◆ Text extract
--------------------------------

Marcela Torres: Petición; for Exorcism

Due to the process-based nature of the Session program, Petición; for Exorcism will undergo constant modifications; the features of this page provide accruing information on the project’s developments.


Events are subject to change

Thursday, December 3, 6:00pm:

The Flowery Road, Virtual walk-through with curator Sheridan Tucker Anderson

Click here to register

Tuesday, December 15, 6:00pm:

Artist talk in collaboration with The Momentary

Click here to register 

Ongoing Programming 

the smoky bouquets of flower mountain: Online incense making workshop

Click here to receive you kit & video link 

The workshop is a collaboration between Recess artist in residence, Marcela Torres, and artist D Rosen.

Together Rosen and Session artist Marcela Torres combine their interests in olfactory sensoria.  the smoky bouquets of flower mountain arose from the artists’ shared interests in the cultural multiplicity of scent, smoke, sacred plants, and more than human worlds.

The workshop runs concurrently with Torres’ show at Recess, Petición for Exorcism, which draws inspiration from Flower Mountain and Mesoamerican smoke rituals. Torres and Rosen designed an incense making kit that participants can pick up from Recess or receive via mail. The kits can be made into incense following the online video produced by Torres and Rosen.

D Rosen is an interdisciplinary artist who exhibits and publishes nationally and internationally. They operate from the position that questions of animality are not binary, but rather a tangle of ecologies and richly complicated identities, framed by culture. Rosen attended the Skowhegan School of Painting and Sculpture in 2018, received an MFA from the University of Chicago in 2013, and a BFA from the Milwaukee Institute of Art and Design in 2011. In 2020, Rosen is exhibiting in an echo, she is curated by Ruslana Lichtizer at Chicago Manual Style with Soo Shin and Catherine Sullivan (Chicago, IL), created a collaborative web object with grant support from the Nordic Summer University (Aalborg, Denmark), exhibited at The Green Gallery (Milwaukee, WI), and will publish an essay on interspecies scent rituals in Olfactory Art and the Political in an Age of Resistance edited by Gwenn-Aël Lynn and Debra Riley Parr for Routledge (New York + London).  More information about their sculptural collaborations with non-human animals and ever-mutating scent research can be found at: +

Cuicatl anyolque’/ You lived as song: A eulogy writing campaign


Petición; for Exorcism

* Accessibility Note * Petición; for Exorcism is an installation that uses scent as a tool for ritual practice, the space will often have smoking incense and ash. If you would like to visit the space but have allergies to scent please book your appointment ahead of time with an accessibility note. We can air out the space and provide a respirator to block out smell.

--------------------------------

◆ Information supplied
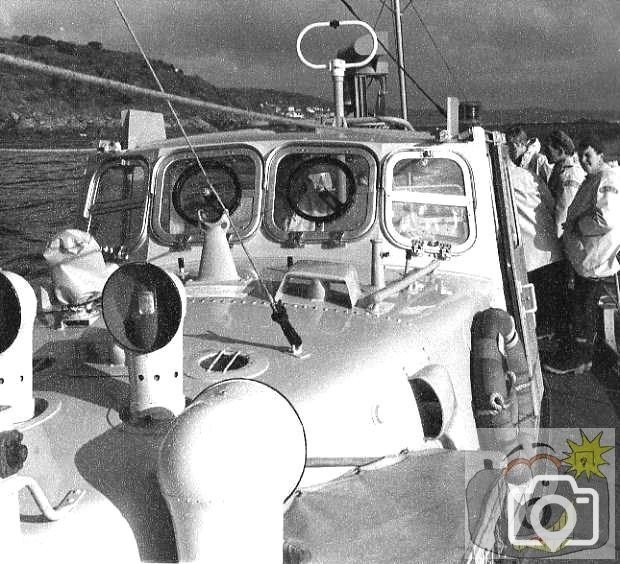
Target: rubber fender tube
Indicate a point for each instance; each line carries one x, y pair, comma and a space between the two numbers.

--------------------------------

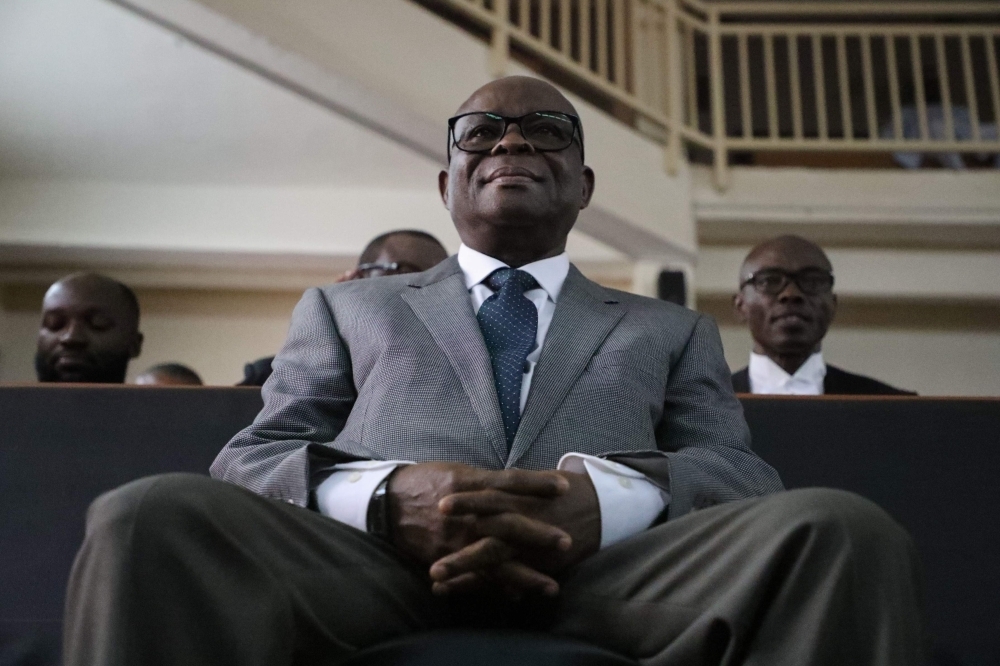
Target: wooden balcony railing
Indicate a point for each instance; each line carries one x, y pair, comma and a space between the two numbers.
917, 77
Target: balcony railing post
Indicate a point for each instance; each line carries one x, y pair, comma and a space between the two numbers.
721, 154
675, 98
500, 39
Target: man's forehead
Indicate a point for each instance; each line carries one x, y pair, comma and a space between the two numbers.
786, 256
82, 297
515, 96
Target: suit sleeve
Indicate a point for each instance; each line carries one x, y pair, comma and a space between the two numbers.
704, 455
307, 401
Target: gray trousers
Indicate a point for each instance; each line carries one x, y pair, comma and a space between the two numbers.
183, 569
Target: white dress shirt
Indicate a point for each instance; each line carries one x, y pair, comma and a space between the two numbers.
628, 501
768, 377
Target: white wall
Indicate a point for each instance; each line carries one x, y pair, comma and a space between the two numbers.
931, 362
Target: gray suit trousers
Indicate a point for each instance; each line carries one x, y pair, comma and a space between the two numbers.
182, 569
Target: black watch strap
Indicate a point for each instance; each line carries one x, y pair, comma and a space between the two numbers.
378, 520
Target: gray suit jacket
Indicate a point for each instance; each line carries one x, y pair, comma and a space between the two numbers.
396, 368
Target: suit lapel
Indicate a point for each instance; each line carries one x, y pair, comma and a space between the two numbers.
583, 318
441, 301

--------------------------------

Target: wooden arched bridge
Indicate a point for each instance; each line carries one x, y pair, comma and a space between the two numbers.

--------------------------------

◆ Task requirements
A) According to the exhibition page, who leads the December 3 virtual walk-through of The Flowery Road?
B) Which schools does the exhibition page say D Rosen attended?

◆ Results
A) Curator Sheridan Tucker Anderson.

B)
- Skowhegan School of Painting and Sculpture (2018)
- University of Chicago (MFA, 2013)
- Milwaukee Institute of Art and Design (BFA, 2011)